Show each line of the data below that contains the word "vanity". Only matches with the same capitalization count.

---------- Entries ----------

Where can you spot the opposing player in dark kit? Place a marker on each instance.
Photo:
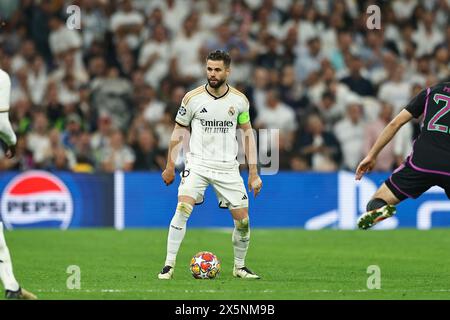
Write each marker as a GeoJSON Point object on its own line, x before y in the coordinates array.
{"type": "Point", "coordinates": [429, 163]}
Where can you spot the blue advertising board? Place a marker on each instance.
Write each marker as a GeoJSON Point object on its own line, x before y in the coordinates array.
{"type": "Point", "coordinates": [140, 200]}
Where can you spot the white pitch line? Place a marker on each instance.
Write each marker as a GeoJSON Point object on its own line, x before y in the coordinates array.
{"type": "Point", "coordinates": [236, 291]}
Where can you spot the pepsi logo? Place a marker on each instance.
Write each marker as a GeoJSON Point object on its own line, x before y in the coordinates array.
{"type": "Point", "coordinates": [36, 198]}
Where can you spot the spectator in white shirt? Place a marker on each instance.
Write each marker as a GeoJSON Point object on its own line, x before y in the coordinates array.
{"type": "Point", "coordinates": [118, 155]}
{"type": "Point", "coordinates": [154, 57]}
{"type": "Point", "coordinates": [127, 23]}
{"type": "Point", "coordinates": [276, 115]}
{"type": "Point", "coordinates": [38, 140]}
{"type": "Point", "coordinates": [395, 91]}
{"type": "Point", "coordinates": [350, 133]}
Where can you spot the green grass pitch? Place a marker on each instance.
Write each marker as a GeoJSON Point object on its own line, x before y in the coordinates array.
{"type": "Point", "coordinates": [293, 264]}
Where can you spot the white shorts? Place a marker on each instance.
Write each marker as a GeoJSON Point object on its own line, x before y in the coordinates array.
{"type": "Point", "coordinates": [228, 186]}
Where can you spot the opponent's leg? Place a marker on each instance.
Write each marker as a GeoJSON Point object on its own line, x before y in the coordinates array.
{"type": "Point", "coordinates": [241, 241]}
{"type": "Point", "coordinates": [379, 208]}
{"type": "Point", "coordinates": [12, 288]}
{"type": "Point", "coordinates": [177, 230]}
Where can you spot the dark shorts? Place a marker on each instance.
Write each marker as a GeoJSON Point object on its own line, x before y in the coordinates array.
{"type": "Point", "coordinates": [406, 182]}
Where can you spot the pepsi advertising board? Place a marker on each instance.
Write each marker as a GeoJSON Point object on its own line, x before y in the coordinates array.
{"type": "Point", "coordinates": [39, 199]}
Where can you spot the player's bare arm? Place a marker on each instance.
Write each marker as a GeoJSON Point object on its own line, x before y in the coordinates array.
{"type": "Point", "coordinates": [178, 134]}
{"type": "Point", "coordinates": [367, 164]}
{"type": "Point", "coordinates": [254, 181]}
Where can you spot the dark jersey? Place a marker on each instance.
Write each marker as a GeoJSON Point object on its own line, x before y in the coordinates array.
{"type": "Point", "coordinates": [431, 150]}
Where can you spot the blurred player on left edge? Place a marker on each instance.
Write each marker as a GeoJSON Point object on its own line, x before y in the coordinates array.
{"type": "Point", "coordinates": [7, 135]}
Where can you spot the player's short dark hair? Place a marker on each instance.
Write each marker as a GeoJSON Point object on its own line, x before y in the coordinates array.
{"type": "Point", "coordinates": [220, 55]}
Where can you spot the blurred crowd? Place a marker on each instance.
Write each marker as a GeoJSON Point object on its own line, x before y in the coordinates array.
{"type": "Point", "coordinates": [104, 97]}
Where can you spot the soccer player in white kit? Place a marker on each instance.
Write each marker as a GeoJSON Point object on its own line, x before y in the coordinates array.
{"type": "Point", "coordinates": [7, 135]}
{"type": "Point", "coordinates": [213, 111]}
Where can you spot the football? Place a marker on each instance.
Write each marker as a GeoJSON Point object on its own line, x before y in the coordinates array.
{"type": "Point", "coordinates": [205, 265]}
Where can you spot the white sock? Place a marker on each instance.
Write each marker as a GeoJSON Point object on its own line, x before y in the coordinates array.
{"type": "Point", "coordinates": [177, 230]}
{"type": "Point", "coordinates": [241, 240]}
{"type": "Point", "coordinates": [6, 272]}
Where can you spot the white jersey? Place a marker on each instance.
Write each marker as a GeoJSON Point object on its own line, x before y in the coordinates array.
{"type": "Point", "coordinates": [6, 132]}
{"type": "Point", "coordinates": [213, 121]}
{"type": "Point", "coordinates": [5, 91]}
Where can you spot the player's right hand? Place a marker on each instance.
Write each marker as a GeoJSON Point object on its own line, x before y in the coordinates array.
{"type": "Point", "coordinates": [168, 176]}
{"type": "Point", "coordinates": [366, 165]}
{"type": "Point", "coordinates": [10, 152]}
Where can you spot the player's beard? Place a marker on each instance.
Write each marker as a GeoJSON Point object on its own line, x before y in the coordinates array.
{"type": "Point", "coordinates": [217, 84]}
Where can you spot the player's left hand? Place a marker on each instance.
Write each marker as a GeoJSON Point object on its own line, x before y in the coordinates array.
{"type": "Point", "coordinates": [255, 184]}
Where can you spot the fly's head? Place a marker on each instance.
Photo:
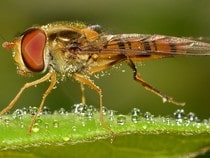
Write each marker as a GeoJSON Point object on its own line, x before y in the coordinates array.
{"type": "Point", "coordinates": [29, 51]}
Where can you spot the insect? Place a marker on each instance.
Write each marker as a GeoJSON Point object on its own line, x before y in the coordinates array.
{"type": "Point", "coordinates": [63, 49]}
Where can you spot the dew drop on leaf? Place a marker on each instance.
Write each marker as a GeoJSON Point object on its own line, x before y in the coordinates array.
{"type": "Point", "coordinates": [121, 119]}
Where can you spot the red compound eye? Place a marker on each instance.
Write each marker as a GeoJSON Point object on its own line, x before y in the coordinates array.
{"type": "Point", "coordinates": [32, 49]}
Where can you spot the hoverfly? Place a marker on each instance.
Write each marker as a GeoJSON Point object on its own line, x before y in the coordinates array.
{"type": "Point", "coordinates": [61, 50]}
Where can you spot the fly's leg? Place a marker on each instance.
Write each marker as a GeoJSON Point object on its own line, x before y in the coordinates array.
{"type": "Point", "coordinates": [49, 75]}
{"type": "Point", "coordinates": [27, 85]}
{"type": "Point", "coordinates": [52, 78]}
{"type": "Point", "coordinates": [86, 81]}
{"type": "Point", "coordinates": [148, 87]}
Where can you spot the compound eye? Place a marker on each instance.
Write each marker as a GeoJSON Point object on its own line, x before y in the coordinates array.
{"type": "Point", "coordinates": [32, 49]}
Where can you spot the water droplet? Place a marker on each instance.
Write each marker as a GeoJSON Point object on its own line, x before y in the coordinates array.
{"type": "Point", "coordinates": [46, 125]}
{"type": "Point", "coordinates": [6, 121]}
{"type": "Point", "coordinates": [35, 128]}
{"type": "Point", "coordinates": [74, 128]}
{"type": "Point", "coordinates": [79, 109]}
{"type": "Point", "coordinates": [45, 111]}
{"type": "Point", "coordinates": [39, 121]}
{"type": "Point", "coordinates": [55, 124]}
{"type": "Point", "coordinates": [121, 119]}
{"type": "Point", "coordinates": [62, 111]}
{"type": "Point", "coordinates": [25, 110]}
{"type": "Point", "coordinates": [32, 110]}
{"type": "Point", "coordinates": [135, 115]}
{"type": "Point", "coordinates": [179, 114]}
{"type": "Point", "coordinates": [66, 139]}
{"type": "Point", "coordinates": [90, 112]}
{"type": "Point", "coordinates": [83, 124]}
{"type": "Point", "coordinates": [111, 114]}
{"type": "Point", "coordinates": [148, 115]}
{"type": "Point", "coordinates": [192, 117]}
{"type": "Point", "coordinates": [21, 125]}
{"type": "Point", "coordinates": [164, 100]}
{"type": "Point", "coordinates": [17, 114]}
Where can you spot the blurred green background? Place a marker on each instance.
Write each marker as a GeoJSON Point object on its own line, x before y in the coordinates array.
{"type": "Point", "coordinates": [185, 78]}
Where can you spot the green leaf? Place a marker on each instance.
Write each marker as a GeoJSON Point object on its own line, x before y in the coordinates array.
{"type": "Point", "coordinates": [80, 134]}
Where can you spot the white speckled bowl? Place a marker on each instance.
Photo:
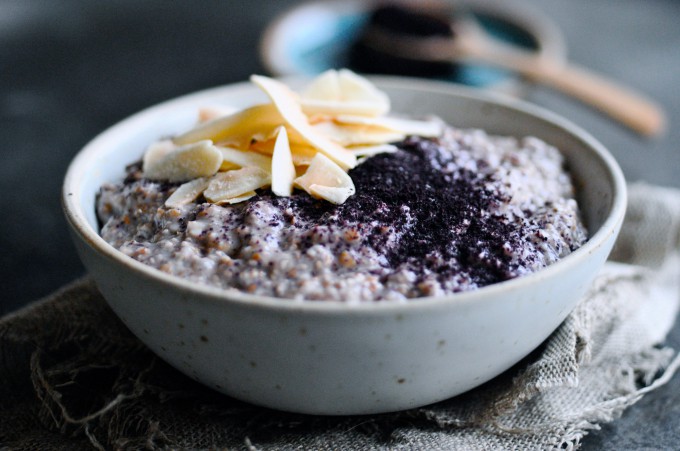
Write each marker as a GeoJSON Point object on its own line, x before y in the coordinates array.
{"type": "Point", "coordinates": [333, 358]}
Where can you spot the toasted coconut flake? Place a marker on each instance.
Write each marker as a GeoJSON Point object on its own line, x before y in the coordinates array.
{"type": "Point", "coordinates": [183, 163]}
{"type": "Point", "coordinates": [302, 155]}
{"type": "Point", "coordinates": [324, 173]}
{"type": "Point", "coordinates": [428, 129]}
{"type": "Point", "coordinates": [283, 170]}
{"type": "Point", "coordinates": [239, 127]}
{"type": "Point", "coordinates": [344, 92]}
{"type": "Point", "coordinates": [209, 113]}
{"type": "Point", "coordinates": [348, 135]}
{"type": "Point", "coordinates": [232, 184]}
{"type": "Point", "coordinates": [157, 151]}
{"type": "Point", "coordinates": [187, 192]}
{"type": "Point", "coordinates": [243, 158]}
{"type": "Point", "coordinates": [287, 105]}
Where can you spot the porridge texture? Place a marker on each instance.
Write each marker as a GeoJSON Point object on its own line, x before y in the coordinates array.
{"type": "Point", "coordinates": [440, 215]}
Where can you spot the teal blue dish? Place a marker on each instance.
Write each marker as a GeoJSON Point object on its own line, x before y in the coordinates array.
{"type": "Point", "coordinates": [316, 36]}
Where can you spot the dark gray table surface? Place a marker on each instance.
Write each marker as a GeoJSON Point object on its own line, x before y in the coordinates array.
{"type": "Point", "coordinates": [69, 69]}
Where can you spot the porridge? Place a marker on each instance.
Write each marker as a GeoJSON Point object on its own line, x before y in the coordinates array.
{"type": "Point", "coordinates": [431, 215]}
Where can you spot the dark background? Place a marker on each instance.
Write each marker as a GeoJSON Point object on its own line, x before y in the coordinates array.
{"type": "Point", "coordinates": [71, 68]}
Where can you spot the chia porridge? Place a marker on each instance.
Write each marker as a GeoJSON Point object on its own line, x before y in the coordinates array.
{"type": "Point", "coordinates": [438, 216]}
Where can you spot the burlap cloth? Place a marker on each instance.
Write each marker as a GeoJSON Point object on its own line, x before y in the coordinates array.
{"type": "Point", "coordinates": [74, 377]}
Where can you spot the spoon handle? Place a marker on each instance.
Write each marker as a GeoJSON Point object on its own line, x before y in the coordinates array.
{"type": "Point", "coordinates": [619, 102]}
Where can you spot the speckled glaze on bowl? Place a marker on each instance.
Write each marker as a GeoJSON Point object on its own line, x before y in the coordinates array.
{"type": "Point", "coordinates": [332, 358]}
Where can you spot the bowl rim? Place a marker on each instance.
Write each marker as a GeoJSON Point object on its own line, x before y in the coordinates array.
{"type": "Point", "coordinates": [549, 37]}
{"type": "Point", "coordinates": [71, 205]}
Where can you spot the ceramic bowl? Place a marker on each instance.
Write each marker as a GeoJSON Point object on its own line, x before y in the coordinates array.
{"type": "Point", "coordinates": [329, 357]}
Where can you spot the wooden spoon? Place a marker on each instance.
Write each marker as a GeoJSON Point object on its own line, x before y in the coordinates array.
{"type": "Point", "coordinates": [471, 43]}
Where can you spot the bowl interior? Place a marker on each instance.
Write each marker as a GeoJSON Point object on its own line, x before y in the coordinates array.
{"type": "Point", "coordinates": [599, 180]}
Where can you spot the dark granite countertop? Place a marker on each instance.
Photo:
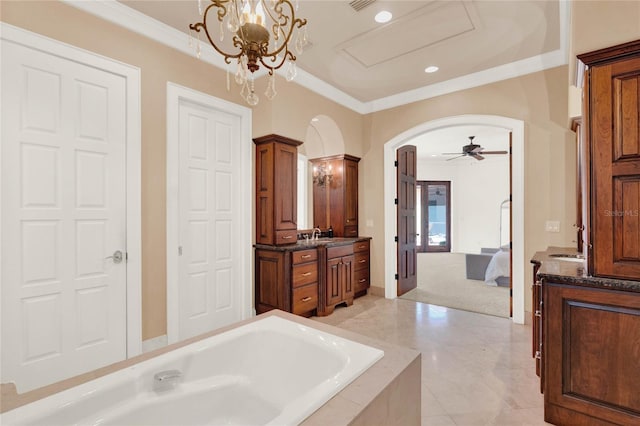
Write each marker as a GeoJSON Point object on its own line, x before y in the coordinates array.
{"type": "Point", "coordinates": [321, 242]}
{"type": "Point", "coordinates": [573, 271]}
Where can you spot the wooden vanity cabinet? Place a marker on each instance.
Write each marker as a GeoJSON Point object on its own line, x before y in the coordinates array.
{"type": "Point", "coordinates": [276, 190]}
{"type": "Point", "coordinates": [362, 268]}
{"type": "Point", "coordinates": [591, 356]}
{"type": "Point", "coordinates": [612, 134]}
{"type": "Point", "coordinates": [286, 280]}
{"type": "Point", "coordinates": [335, 204]}
{"type": "Point", "coordinates": [338, 286]}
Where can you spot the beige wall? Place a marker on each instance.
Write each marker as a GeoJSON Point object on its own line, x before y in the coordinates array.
{"type": "Point", "coordinates": [158, 64]}
{"type": "Point", "coordinates": [599, 24]}
{"type": "Point", "coordinates": [540, 100]}
{"type": "Point", "coordinates": [289, 115]}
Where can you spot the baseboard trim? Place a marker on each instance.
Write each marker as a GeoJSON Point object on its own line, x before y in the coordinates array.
{"type": "Point", "coordinates": [376, 291]}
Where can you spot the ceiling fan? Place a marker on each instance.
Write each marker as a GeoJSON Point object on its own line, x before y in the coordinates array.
{"type": "Point", "coordinates": [472, 150]}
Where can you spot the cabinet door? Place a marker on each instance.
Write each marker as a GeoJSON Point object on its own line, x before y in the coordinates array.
{"type": "Point", "coordinates": [334, 288]}
{"type": "Point", "coordinates": [347, 277]}
{"type": "Point", "coordinates": [351, 193]}
{"type": "Point", "coordinates": [615, 147]}
{"type": "Point", "coordinates": [285, 190]}
{"type": "Point", "coordinates": [591, 355]}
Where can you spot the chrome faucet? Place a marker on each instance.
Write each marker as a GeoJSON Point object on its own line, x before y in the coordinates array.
{"type": "Point", "coordinates": [315, 236]}
{"type": "Point", "coordinates": [166, 380]}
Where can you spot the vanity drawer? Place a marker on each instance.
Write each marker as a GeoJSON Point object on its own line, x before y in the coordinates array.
{"type": "Point", "coordinates": [362, 280]}
{"type": "Point", "coordinates": [304, 274]}
{"type": "Point", "coordinates": [351, 231]}
{"type": "Point", "coordinates": [339, 251]}
{"type": "Point", "coordinates": [304, 256]}
{"type": "Point", "coordinates": [361, 246]}
{"type": "Point", "coordinates": [305, 299]}
{"type": "Point", "coordinates": [287, 237]}
{"type": "Point", "coordinates": [361, 261]}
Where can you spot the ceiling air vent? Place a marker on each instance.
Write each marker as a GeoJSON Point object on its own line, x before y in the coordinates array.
{"type": "Point", "coordinates": [358, 5]}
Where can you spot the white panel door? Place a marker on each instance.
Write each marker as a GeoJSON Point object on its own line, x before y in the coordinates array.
{"type": "Point", "coordinates": [209, 290]}
{"type": "Point", "coordinates": [63, 214]}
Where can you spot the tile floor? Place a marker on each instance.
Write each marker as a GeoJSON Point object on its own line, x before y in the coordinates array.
{"type": "Point", "coordinates": [476, 369]}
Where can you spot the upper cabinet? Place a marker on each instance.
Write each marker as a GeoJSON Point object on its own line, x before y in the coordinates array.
{"type": "Point", "coordinates": [612, 136]}
{"type": "Point", "coordinates": [335, 197]}
{"type": "Point", "coordinates": [276, 190]}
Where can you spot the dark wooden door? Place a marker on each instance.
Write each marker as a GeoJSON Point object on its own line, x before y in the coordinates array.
{"type": "Point", "coordinates": [406, 179]}
{"type": "Point", "coordinates": [615, 146]}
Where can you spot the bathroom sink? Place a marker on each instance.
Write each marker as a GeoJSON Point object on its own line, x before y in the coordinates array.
{"type": "Point", "coordinates": [567, 256]}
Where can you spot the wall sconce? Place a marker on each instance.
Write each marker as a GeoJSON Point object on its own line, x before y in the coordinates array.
{"type": "Point", "coordinates": [322, 175]}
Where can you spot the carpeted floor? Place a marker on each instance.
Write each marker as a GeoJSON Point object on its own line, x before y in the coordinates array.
{"type": "Point", "coordinates": [442, 281]}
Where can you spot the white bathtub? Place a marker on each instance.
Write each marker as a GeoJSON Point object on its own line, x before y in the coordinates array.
{"type": "Point", "coordinates": [271, 371]}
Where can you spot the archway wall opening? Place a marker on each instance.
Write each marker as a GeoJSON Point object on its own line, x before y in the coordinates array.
{"type": "Point", "coordinates": [533, 106]}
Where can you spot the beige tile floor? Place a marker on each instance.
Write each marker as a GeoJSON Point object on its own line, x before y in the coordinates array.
{"type": "Point", "coordinates": [476, 369]}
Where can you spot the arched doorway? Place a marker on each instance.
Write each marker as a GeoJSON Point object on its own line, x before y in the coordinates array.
{"type": "Point", "coordinates": [517, 129]}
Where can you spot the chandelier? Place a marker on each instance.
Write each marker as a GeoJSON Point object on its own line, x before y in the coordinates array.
{"type": "Point", "coordinates": [322, 176]}
{"type": "Point", "coordinates": [253, 33]}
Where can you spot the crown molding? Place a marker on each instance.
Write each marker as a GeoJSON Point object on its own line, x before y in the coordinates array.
{"type": "Point", "coordinates": [124, 16]}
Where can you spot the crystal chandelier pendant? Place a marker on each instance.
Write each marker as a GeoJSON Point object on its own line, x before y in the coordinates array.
{"type": "Point", "coordinates": [292, 71]}
{"type": "Point", "coordinates": [271, 93]}
{"type": "Point", "coordinates": [240, 75]}
{"type": "Point", "coordinates": [253, 99]}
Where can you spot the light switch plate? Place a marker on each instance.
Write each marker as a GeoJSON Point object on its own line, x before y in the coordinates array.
{"type": "Point", "coordinates": [552, 226]}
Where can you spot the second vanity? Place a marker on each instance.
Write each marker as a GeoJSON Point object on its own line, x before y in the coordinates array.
{"type": "Point", "coordinates": [311, 277]}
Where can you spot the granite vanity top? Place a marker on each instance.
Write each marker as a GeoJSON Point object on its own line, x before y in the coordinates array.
{"type": "Point", "coordinates": [572, 270]}
{"type": "Point", "coordinates": [304, 245]}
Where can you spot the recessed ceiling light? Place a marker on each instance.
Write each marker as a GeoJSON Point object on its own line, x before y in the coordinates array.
{"type": "Point", "coordinates": [384, 16]}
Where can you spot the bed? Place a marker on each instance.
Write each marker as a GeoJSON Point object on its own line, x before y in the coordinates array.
{"type": "Point", "coordinates": [499, 268]}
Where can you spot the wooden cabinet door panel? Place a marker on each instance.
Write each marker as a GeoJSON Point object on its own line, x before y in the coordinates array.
{"type": "Point", "coordinates": [347, 278]}
{"type": "Point", "coordinates": [592, 348]}
{"type": "Point", "coordinates": [615, 146]}
{"type": "Point", "coordinates": [285, 191]}
{"type": "Point", "coordinates": [334, 291]}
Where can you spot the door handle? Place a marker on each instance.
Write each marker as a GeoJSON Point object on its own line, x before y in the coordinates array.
{"type": "Point", "coordinates": [117, 256]}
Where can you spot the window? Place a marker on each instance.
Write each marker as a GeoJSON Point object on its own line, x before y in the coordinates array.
{"type": "Point", "coordinates": [433, 215]}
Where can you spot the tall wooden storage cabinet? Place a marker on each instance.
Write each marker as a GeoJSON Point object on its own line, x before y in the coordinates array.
{"type": "Point", "coordinates": [612, 115]}
{"type": "Point", "coordinates": [335, 204]}
{"type": "Point", "coordinates": [276, 190]}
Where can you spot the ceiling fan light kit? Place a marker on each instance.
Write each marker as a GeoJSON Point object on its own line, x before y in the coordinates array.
{"type": "Point", "coordinates": [473, 150]}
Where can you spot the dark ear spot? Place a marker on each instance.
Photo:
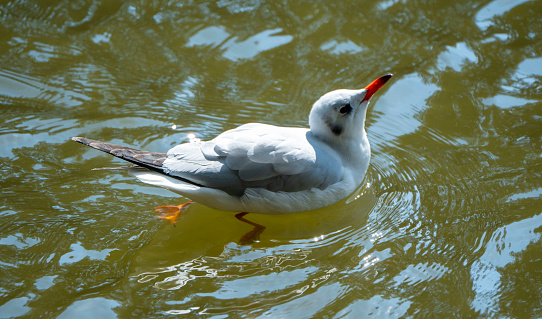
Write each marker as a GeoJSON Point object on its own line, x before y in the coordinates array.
{"type": "Point", "coordinates": [345, 109]}
{"type": "Point", "coordinates": [336, 129]}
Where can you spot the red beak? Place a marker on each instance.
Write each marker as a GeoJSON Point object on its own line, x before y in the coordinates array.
{"type": "Point", "coordinates": [375, 86]}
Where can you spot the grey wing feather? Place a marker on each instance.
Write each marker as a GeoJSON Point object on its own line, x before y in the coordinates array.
{"type": "Point", "coordinates": [266, 157]}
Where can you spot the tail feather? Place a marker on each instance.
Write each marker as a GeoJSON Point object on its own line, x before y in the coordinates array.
{"type": "Point", "coordinates": [143, 159]}
{"type": "Point", "coordinates": [150, 160]}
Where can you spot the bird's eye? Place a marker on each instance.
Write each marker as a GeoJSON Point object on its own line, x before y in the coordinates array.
{"type": "Point", "coordinates": [345, 109]}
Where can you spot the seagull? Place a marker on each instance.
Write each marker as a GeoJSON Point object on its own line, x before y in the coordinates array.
{"type": "Point", "coordinates": [262, 168]}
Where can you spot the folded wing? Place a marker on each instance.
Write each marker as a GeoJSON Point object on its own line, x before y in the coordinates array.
{"type": "Point", "coordinates": [256, 156]}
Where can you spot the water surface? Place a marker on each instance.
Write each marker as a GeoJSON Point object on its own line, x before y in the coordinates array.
{"type": "Point", "coordinates": [448, 221]}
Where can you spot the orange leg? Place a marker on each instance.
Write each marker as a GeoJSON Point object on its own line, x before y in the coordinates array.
{"type": "Point", "coordinates": [172, 212]}
{"type": "Point", "coordinates": [252, 235]}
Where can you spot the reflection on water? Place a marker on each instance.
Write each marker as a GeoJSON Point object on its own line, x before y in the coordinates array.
{"type": "Point", "coordinates": [447, 222]}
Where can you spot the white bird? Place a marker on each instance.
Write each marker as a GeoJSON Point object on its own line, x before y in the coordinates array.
{"type": "Point", "coordinates": [263, 168]}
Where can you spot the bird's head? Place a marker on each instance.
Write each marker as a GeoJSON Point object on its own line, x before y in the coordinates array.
{"type": "Point", "coordinates": [340, 114]}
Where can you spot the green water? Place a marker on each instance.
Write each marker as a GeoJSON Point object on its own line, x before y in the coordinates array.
{"type": "Point", "coordinates": [449, 221]}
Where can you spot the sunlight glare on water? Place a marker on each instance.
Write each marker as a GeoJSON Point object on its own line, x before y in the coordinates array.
{"type": "Point", "coordinates": [447, 222]}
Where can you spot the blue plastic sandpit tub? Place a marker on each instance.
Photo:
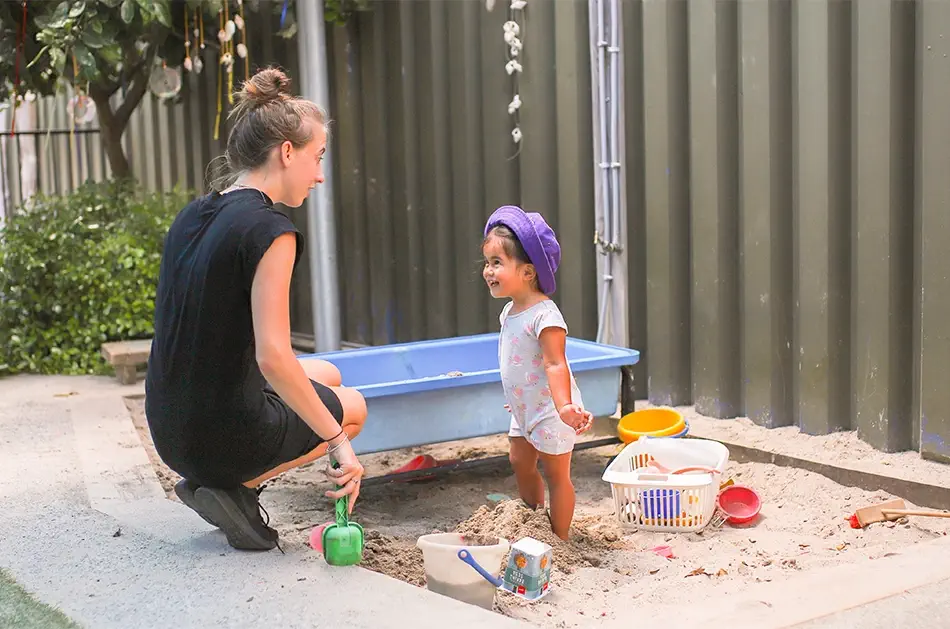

----------

» Reply:
Where can you spot the wooden vanity cabinet? Place a marker on each instance.
Where can you spot the vanity drawer? Place a marker on each instance.
Where can you spot the second vanity? Place a marker on each instance.
Where can you spot the granite vanity top? Place a marker on each instance.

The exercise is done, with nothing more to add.